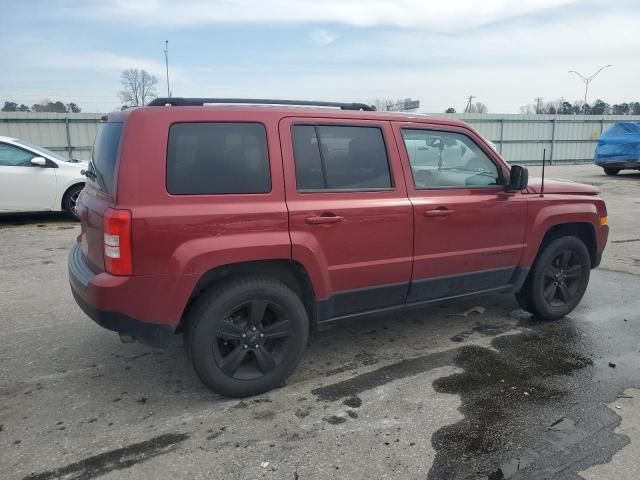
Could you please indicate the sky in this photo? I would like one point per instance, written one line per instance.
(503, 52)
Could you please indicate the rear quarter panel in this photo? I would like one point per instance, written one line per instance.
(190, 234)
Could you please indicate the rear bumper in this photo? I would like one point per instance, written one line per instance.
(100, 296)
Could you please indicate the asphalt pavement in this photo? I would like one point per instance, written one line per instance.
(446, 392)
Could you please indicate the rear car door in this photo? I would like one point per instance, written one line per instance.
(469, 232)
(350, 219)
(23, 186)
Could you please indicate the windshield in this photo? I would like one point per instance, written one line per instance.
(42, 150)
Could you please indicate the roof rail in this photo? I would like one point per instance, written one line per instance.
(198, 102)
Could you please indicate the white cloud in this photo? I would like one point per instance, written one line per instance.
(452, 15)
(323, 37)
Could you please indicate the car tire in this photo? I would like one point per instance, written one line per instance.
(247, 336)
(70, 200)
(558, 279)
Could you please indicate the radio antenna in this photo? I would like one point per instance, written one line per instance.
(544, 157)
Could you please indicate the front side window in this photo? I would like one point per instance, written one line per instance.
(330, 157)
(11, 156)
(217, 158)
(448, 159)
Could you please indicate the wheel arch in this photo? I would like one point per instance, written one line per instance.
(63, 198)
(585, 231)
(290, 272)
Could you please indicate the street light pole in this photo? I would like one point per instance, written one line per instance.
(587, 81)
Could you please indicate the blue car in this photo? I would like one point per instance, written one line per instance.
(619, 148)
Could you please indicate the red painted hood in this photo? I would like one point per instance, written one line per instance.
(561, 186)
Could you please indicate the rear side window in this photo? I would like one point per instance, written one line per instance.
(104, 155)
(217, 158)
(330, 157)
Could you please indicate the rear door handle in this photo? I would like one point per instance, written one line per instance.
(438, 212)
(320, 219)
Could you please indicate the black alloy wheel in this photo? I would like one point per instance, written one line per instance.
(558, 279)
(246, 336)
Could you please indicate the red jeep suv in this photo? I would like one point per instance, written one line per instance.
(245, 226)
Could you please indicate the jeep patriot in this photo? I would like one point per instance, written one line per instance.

• What you have to do
Replace "indicate" with "mark" in all of the entries above, changing nothing else. Leave the pictures out of your answer.

• Written answer
Could you please mark the sky in this photo? I would like one point per instance, written one line per instance.
(503, 52)
Could you please mark the rear quarter panel in this photo? I would like one point per instance, written one line per instance.
(190, 234)
Could you please mark the rear bumper in this photo? I would like one point per instance, written one line per instance.
(100, 296)
Could you please mark the asphalt pavement in this photo? I would like one point per instance, written one line per instance.
(446, 392)
Could you please mark the rear car door in this photo? I would like one point per instance, written one line per instance.
(469, 232)
(350, 219)
(23, 186)
Could you please mark the windshield in this photo? I would like one point per instance, written one line per instance.
(42, 150)
Could you please mark the roof rail in this photo? I would like one point per instance, written one line per instance.
(198, 102)
Could you please mark the white cloud in this photo? I would like one point per instance, written one line per instance.
(452, 15)
(323, 37)
Could you please mark the car tire in this photo? I would like one point per instance, written one line per instance.
(247, 336)
(70, 200)
(558, 279)
Could you please mark the radio antenna in this photo? I would like one point per instance, written one line per instance.
(544, 157)
Could you please mark the front side window in this photo? I would like one point per instance, written one line per instance.
(330, 157)
(11, 156)
(217, 158)
(448, 159)
Could you please mark the wheel arch in this photo? I would like one point per instance, written one line per instance.
(63, 198)
(585, 231)
(290, 272)
Could you please mark the street light pole in this photo? I would like one point per instance, written one line per instance.
(587, 81)
Could you please mark the blue car in this photo? I would like one point per instance, written one line per instance.
(619, 148)
Could you please mark the red painted hood in this photo? I would like one point per instance, written one line per instance.
(561, 186)
Could you please mark the rear side window in this photo? I would like one point per instance, written one line per instance.
(104, 155)
(217, 158)
(330, 157)
Could you please mark the rear door handle in this photo? I would like one point per instance, written one line per instance.
(438, 212)
(320, 219)
Could you please mark the black alloy wheel in this photo? I would like one point per instance, written one line per instance.
(558, 279)
(246, 336)
Could you please mark the red jeep suv in this photo? I would like one point per instance, written one line per instance.
(245, 226)
Could you please mark the jeep patriot in this photo? I would like one point per instance, written one line per instance.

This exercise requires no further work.